▸ Work order
Please show every line in the entries below that includes the word "pinnacle".

▸ Supplied material
══════════════════════════════

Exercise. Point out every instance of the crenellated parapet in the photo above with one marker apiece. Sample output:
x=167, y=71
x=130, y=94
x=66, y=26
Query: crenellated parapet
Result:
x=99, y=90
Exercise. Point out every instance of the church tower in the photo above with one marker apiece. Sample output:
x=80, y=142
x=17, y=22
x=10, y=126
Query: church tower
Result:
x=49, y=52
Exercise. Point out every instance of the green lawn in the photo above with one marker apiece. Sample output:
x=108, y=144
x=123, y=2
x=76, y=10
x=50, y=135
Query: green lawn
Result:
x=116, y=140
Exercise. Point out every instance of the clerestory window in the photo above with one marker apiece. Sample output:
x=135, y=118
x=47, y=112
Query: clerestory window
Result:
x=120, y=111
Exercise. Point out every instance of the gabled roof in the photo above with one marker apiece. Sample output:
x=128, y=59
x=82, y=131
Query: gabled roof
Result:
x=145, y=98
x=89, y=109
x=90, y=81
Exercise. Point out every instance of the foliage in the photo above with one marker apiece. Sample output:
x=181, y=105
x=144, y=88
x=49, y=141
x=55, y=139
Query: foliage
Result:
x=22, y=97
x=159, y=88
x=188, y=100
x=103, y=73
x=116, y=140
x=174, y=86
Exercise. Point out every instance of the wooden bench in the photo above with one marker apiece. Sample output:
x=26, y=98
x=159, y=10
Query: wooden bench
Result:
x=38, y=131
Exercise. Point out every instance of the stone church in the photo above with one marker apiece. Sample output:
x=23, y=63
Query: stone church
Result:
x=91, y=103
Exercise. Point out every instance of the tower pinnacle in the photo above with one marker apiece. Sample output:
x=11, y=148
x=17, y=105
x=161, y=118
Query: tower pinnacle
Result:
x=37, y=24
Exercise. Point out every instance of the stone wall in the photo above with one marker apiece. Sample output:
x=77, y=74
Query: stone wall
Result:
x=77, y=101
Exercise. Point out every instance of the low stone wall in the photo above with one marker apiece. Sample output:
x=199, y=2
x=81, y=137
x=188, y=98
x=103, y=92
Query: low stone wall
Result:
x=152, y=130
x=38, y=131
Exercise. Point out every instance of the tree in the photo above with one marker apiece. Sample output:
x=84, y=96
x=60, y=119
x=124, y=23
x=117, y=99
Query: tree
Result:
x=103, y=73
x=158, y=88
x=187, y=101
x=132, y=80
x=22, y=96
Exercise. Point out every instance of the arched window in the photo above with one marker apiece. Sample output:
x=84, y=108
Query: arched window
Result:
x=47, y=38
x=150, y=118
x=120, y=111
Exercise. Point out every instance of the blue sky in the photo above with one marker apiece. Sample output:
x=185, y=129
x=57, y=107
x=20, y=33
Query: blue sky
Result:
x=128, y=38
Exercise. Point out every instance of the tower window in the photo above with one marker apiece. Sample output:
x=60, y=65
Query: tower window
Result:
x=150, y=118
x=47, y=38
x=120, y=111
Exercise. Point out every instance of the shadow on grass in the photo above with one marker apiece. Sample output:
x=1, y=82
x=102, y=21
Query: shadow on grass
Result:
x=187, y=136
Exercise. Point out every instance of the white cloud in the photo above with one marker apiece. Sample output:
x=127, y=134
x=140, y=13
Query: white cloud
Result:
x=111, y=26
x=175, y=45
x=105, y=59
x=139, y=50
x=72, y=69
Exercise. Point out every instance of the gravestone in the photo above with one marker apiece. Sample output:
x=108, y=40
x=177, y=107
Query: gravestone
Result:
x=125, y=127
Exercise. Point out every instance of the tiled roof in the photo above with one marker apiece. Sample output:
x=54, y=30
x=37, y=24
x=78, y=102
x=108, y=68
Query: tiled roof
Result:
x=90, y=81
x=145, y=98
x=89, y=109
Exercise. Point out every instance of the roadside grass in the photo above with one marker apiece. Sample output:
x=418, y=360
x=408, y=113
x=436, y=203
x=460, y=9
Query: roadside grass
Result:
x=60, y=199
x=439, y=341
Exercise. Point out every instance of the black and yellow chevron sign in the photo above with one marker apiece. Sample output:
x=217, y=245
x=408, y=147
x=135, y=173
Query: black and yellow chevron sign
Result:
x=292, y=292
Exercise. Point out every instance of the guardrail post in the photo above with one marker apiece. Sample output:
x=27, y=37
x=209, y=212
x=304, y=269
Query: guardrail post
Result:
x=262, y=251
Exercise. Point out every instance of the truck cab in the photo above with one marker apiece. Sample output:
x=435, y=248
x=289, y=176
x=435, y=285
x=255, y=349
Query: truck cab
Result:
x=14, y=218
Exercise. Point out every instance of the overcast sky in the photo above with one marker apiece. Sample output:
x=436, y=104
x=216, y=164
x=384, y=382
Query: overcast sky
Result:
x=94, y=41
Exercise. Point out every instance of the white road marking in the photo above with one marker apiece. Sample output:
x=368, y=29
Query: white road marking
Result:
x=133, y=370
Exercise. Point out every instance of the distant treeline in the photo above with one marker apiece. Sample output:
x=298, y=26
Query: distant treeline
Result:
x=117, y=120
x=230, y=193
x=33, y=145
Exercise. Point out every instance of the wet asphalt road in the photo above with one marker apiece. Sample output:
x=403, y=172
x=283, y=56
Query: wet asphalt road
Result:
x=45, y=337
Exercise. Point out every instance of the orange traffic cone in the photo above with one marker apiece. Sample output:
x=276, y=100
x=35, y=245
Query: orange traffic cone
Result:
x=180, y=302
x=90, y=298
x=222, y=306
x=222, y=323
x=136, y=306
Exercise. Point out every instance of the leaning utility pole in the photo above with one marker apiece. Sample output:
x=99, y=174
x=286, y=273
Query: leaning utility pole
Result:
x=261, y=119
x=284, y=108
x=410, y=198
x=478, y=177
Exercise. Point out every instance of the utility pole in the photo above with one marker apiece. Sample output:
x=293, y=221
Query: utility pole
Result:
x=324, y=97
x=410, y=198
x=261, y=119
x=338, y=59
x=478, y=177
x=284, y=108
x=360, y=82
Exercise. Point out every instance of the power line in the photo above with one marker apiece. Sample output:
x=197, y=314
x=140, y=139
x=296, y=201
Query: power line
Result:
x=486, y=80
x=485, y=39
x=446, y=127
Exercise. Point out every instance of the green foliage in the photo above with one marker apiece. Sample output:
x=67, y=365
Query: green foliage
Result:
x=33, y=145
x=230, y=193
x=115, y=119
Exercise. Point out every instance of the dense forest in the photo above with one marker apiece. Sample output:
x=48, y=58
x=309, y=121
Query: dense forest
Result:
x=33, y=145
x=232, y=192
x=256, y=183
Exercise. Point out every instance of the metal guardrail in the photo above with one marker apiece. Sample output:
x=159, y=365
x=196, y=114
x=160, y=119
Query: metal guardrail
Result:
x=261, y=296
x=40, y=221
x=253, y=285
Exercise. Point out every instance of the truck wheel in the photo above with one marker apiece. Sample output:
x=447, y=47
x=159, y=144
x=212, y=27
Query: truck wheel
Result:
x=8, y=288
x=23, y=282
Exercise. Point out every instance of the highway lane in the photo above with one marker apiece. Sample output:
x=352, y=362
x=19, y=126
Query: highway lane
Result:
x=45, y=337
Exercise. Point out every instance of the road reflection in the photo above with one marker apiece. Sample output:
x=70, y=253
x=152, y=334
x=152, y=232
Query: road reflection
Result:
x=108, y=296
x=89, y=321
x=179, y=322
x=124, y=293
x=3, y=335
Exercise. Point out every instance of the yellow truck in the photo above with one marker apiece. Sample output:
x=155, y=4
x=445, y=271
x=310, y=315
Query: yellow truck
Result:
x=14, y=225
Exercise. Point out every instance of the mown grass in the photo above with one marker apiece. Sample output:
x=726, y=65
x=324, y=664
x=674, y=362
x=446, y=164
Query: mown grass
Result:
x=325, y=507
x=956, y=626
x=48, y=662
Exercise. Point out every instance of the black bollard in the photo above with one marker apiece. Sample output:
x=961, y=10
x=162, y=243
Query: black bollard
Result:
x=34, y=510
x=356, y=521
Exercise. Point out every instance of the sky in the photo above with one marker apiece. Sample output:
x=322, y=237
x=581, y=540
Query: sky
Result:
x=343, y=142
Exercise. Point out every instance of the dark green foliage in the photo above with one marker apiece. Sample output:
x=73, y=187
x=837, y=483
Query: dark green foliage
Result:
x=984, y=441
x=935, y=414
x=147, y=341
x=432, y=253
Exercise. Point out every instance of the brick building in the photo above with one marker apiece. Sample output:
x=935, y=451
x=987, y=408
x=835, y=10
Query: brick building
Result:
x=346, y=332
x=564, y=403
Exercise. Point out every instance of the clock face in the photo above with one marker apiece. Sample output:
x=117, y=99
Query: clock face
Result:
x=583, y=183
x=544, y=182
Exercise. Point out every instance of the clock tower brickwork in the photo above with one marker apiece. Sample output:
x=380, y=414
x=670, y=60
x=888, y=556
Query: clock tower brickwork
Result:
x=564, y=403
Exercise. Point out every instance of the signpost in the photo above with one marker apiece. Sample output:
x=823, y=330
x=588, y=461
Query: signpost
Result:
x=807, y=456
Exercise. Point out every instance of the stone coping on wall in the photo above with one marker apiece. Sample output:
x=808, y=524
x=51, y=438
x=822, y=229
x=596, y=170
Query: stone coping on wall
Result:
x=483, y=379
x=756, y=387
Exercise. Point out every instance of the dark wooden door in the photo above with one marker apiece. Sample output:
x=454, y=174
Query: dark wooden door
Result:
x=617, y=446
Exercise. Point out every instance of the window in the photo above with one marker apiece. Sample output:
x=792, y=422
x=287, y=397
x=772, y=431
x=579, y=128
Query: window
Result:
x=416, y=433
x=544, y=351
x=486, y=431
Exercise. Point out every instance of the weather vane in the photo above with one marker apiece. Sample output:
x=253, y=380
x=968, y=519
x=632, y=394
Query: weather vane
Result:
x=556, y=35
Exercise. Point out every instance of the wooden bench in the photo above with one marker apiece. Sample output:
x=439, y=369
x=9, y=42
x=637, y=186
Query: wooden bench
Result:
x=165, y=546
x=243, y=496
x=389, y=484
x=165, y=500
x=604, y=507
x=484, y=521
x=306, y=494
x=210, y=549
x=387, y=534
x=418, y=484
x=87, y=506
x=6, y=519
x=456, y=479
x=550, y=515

══════════════════════════════

▸ Answer to this task
Exercise. Point out every instance of the tower pinnacle in the photo above with one marker apiece. Sample output:
Query: tower pinnacle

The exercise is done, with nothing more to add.